Instructions for the task ▸
Reproduce every line of the entries below, requests included, and raise each point coordinate in the answers by 145. Leave the numbers in the requests and their format samples as they are.
╭─ Records shown
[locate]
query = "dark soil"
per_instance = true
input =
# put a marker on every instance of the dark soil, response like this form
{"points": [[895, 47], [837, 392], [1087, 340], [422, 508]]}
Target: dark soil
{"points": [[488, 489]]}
╰─
Task output ▸
[locate]
query = "dark soil"
per_instance = true
input =
# put a marker on every instance of the dark soil, response like this form
{"points": [[895, 47], [837, 392], [1087, 340], [422, 508]]}
Target: dark soil
{"points": [[633, 634]]}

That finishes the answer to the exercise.